- _PARTS OF THE EXERCISE_:
1. Copy, word for word, the part of the Naples travel account running from "Our arrival in" down to "admire his ambition).".
2. List the foods that, according to the Naples travel account, the father keeps his knife on him to slice into.
3. In the Naples travel account, how long did it take to get through the crowded street to the hotel?

- _QUOTED TEXT_:
--- START ---

Naples, Italy is not for the faint of heart. Infact, if you are looking to take a deep breath any time before you lay your head on the pillow each night, Naples might not be the best choice of destinations. However, I love Naples. Napoli is so full of character, Italian vivaciousness, and of course amazing Southern Italian food. Over the New Years holiday "Capodanno" I spent a full week immersing myself in the very vibrant life of Naples. I was travelling with my parents which made things a little more interesting.
We barely passed through the British authorities at the airport in London (or just avoided jail according to my mother), as my father was forced to relinquish his passport temporarily since he was carrying a menacing looking knife through security. Truthfully, like any good Italian, he only carries it on him at all times so that he is well prepared to slice into a salami, a hunk of fresh cheese or a loaf of crusty bread, but try explaining that to the British. After getting his passport back just in time to catch our flight, my mother claimed she was not planning to give up our week planned in Napoli, if he caused himself to get stuck in a London prison.
Our arrival in Napoli, was perfectly Neapolitan. To begin, our cab driver overcharged us. Even though we knew the fixed price that we were supposed to pay, he assured us that there were other added tariffs that we did not know about. He told us that it would be fine, and just to get in. My mother seemed to think this was fine as well, so she shooed us into the cab and proceeded to chit-chat with him, in Italian, about life in Napoli. The cab driver was nice and friendly, but also managed to offer us a "special" guided tour of Pompeii and the coast, if we were looking for a driver/tour guide. (This would be the first of many enterprising offers...I cant say I don't admire his ambition).
As we completed our third circle of the "Centro Storico" historic center of the city, where our hotel was located, our cab driver pulled over and told us that we were very close but that he could not get down the narrow street to our hotel, so we had to exit the car here and now. (And here began our trek to the hotel.) He managed to drop us in the absolute MOST crowded street in ALL of Naples.
Dragging our suitcases behind us, we inched along down a narrow cobbled street where masses of people were crowded along to look at all of the "Presepe" sellers (nativity scenes). This was my lesson (and lesson learned!) about how enthralled Naples is with creating their personal nativity scenes. But this was not just any crowded street, we were literally stuck in a swarm of people and could... not... move. People that were coming up the street could not go up, and people going down could not go down. The only person that actually somehow managed to get through was a crazy man swinging a metal container of incense coals and blessing us all.
So after 20 minutes of checking for my wallet, then inching another foot, then trying to understand what was just yelled in Italian, then smelling the incense coals being swung above my head for the third time and meanwhile fighting off fits of claustrophobia, we made it to the hotel. There, we realized the cab driver just really did not know where the hotel was, as it was perfectly reachable by car (noted by all of the cars parked outside of it).
After our arrival we were perfectly primed for the rest that Naples had to offer. On New Years Eve we dodged fire crackers that were thrown by the lovely, sweet, Italian boys that can do no wrong in their mothers eyes. My father was offered a special price if he would buy out an entire shop of pianos, and we learned that a bottle of wine on a restaurant menu can come in any size or price, the details of which will of course not be listed on the menu, nor told to you.

--- END ---

- _DATA_:
--- START ---

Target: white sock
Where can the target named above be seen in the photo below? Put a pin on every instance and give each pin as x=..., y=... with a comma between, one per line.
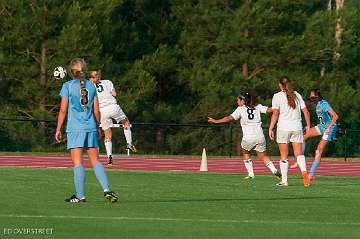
x=127, y=133
x=108, y=147
x=271, y=166
x=284, y=167
x=249, y=167
x=301, y=162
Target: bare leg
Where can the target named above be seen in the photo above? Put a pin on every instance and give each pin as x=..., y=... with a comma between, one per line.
x=284, y=165
x=248, y=164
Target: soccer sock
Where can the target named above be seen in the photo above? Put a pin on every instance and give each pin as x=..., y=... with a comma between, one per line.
x=271, y=166
x=79, y=181
x=108, y=147
x=127, y=133
x=249, y=167
x=284, y=167
x=301, y=162
x=314, y=166
x=101, y=176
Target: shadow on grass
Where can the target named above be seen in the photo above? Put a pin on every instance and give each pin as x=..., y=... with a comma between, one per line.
x=222, y=199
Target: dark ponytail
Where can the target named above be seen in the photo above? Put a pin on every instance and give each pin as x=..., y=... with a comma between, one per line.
x=250, y=100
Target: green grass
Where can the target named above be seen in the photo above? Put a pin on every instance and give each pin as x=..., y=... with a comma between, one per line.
x=179, y=205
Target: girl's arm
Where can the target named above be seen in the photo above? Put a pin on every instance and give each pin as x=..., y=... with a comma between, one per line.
x=307, y=119
x=269, y=110
x=96, y=110
x=61, y=118
x=333, y=121
x=225, y=119
x=113, y=93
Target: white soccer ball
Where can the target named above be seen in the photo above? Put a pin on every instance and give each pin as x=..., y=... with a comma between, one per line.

--- END ---

- _ANSWER LIST_:
1.
Our arrival in Napoli, was perfectly Neapolitan. To begin, our cab driver overcharged us. Even though we knew the fixed price that we were supposed to pay, he assured us that there were other added tariffs that we did not know about. He told us that it would be fine, and just to get in. My mother seemed to think this was fine as well, so she shooed us into the cab and proceeded to chit-chat with him, in Italian, about life in Napoli. The cab driver was nice and friendly, but also managed to offer us a "special" guided tour of Pompeii and the coast, if we were looking for a driver/tour guide. (This would be the first of many enterprising offers...I cant say I don't admire his ambition).

2.
- salami
- a hunk of fresh cheese
- a loaf of crusty bread

3. 20 minutes.